╭──

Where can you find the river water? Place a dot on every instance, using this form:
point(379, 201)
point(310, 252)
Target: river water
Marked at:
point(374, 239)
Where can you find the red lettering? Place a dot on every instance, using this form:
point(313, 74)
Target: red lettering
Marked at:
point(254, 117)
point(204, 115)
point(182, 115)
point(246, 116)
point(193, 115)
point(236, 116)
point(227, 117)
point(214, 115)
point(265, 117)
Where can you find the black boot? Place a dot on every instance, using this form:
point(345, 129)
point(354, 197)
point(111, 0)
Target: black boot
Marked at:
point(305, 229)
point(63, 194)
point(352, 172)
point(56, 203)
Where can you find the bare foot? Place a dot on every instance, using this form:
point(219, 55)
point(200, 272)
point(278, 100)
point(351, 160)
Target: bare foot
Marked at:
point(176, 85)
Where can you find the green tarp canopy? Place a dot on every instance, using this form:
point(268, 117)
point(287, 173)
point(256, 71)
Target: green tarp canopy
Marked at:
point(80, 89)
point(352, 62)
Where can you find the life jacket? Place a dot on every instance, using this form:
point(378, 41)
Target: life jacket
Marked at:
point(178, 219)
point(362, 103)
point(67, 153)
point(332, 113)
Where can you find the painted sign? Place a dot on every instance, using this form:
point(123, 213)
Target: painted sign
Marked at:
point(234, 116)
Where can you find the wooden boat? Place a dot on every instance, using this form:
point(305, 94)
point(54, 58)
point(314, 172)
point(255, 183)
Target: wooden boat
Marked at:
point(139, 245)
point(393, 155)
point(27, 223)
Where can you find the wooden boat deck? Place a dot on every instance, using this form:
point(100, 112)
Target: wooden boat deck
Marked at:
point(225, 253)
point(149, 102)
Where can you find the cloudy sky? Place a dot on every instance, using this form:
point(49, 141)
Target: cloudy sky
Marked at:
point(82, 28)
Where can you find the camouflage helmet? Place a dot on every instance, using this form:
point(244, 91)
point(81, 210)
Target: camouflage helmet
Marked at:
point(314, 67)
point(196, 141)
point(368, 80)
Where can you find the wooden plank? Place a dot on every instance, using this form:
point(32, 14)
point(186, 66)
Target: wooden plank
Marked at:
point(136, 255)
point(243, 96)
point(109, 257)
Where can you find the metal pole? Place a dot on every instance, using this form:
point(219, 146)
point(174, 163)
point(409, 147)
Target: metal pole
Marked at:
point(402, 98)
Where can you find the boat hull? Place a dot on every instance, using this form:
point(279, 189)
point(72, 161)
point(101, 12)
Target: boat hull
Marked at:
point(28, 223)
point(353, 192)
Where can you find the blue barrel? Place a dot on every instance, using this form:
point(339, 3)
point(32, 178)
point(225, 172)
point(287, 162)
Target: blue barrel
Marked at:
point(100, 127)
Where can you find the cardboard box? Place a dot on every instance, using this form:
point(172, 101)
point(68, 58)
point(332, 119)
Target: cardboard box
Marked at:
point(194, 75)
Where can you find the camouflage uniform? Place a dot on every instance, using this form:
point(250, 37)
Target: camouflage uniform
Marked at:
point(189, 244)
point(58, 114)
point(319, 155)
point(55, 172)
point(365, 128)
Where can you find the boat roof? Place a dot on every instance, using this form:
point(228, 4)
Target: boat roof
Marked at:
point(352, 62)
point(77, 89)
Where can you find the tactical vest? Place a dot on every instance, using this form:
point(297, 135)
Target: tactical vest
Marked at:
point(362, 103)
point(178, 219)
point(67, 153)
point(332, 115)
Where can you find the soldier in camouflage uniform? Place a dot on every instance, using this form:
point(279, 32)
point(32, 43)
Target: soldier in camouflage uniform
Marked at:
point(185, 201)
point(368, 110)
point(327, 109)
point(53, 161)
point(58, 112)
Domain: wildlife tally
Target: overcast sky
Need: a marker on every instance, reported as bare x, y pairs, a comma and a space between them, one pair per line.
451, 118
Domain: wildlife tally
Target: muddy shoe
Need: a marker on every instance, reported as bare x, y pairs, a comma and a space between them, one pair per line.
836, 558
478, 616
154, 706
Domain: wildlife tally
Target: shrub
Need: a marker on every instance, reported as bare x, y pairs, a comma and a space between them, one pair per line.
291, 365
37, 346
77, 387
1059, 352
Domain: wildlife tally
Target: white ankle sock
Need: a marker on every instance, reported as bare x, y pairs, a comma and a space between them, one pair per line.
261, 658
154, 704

╰──

◆ Work task ◆
Take the entries above and return only the lines from the one with "Where can you find the painted" to the one with "Where can you find the camouflage helmet?", both included, unchanged.

◆ Answer box ◆
Where can you find the painted sign? Place a dot on every instance, using this form:
point(123, 213)
Target: painted sign
Marked at:
point(234, 116)
Where can you find the wooden boat? Place a dot on every instance, using this form:
point(305, 94)
point(54, 58)
point(314, 172)
point(255, 183)
Target: wooden boat
Marked at:
point(139, 245)
point(393, 155)
point(27, 223)
Where can you find the wooden boat deck? Place a dot on every instance, using this form:
point(100, 112)
Target: wooden boat deck
Marked at:
point(225, 253)
point(149, 102)
Where can you find the cloudy sky? Place a dot on every instance, using this form:
point(49, 141)
Target: cloudy sky
Marked at:
point(82, 28)
Where can you find the camouflage helmet? Place a dot on every instance, using this form:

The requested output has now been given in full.